### The data
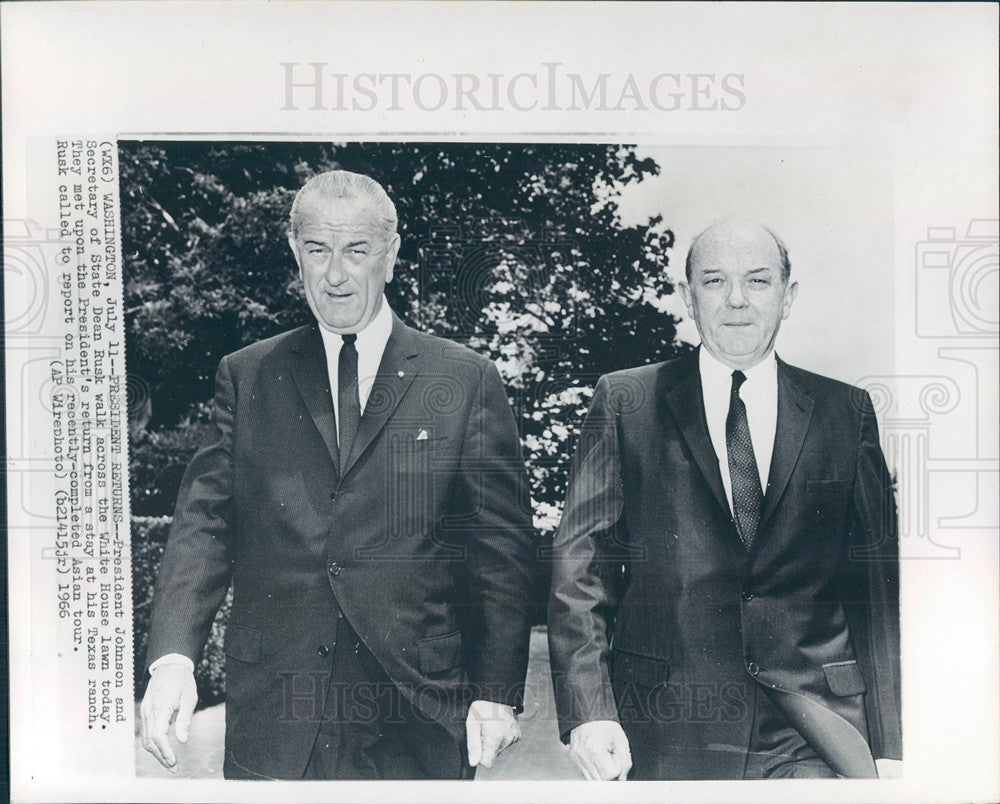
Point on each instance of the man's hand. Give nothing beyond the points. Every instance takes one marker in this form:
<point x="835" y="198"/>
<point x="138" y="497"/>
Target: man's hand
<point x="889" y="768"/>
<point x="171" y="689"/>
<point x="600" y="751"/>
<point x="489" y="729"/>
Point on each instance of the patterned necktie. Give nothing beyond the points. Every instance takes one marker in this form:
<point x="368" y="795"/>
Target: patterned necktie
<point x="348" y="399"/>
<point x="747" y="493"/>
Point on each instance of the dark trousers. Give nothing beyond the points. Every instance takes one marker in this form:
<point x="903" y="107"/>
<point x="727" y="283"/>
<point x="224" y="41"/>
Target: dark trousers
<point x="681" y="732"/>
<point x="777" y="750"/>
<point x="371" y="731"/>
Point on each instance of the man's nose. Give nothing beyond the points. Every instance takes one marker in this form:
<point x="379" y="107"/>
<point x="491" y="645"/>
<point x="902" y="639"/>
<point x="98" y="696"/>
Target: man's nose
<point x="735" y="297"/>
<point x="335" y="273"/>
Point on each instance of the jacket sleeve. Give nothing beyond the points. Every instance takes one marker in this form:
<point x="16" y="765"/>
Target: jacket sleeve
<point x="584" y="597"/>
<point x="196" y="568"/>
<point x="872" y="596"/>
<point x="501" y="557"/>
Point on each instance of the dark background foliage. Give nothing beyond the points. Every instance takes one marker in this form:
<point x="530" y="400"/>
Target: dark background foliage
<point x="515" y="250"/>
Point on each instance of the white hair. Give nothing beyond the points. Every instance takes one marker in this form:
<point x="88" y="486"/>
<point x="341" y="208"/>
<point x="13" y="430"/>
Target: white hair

### The exercise
Repeat, character for character, the lines from the one that holds "Point on each instance of the man's nose." to the final line of the material, inclusive, and no other lines.

### Problem solution
Point on each instance of the man's nose. Give nothing beyond the points. Every instance takes one marker in this form:
<point x="379" y="107"/>
<point x="491" y="645"/>
<point x="902" y="639"/>
<point x="98" y="696"/>
Target: man's nose
<point x="735" y="297"/>
<point x="335" y="273"/>
Point on each instance of the jacket sleeve. Give nothing beyond the points. Every instance takes one marker in this form:
<point x="16" y="765"/>
Target: jacket sleeve
<point x="584" y="597"/>
<point x="196" y="568"/>
<point x="872" y="596"/>
<point x="501" y="557"/>
Point on each instance of the dark background foliage. Give nothing beyond the points. Every instance takes one marker in this form:
<point x="530" y="400"/>
Target: dark background foliage
<point x="515" y="250"/>
Point on each instance of the white hair. Give nothing beyond the points. Every instance takes one marker in this form:
<point x="88" y="486"/>
<point x="341" y="208"/>
<point x="13" y="430"/>
Target: white hair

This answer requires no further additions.